§ Stored data
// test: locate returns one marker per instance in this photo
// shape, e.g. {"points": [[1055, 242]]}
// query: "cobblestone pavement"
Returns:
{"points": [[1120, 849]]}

§ Stated task
Turn the lines of the material above into a Markdown table with the columns Row and Line. Number each line in Row and leave out any blank lines.

§ Final result
| Row | Line |
|---|---|
| 1 | // test: locate returns one marker per instance in this photo |
| 2 | // shape, e.g. {"points": [[1055, 242]]} |
| 3 | // query: "cobblestone pavement" |
| 4 | Returns: |
| 5 | {"points": [[1120, 849]]} |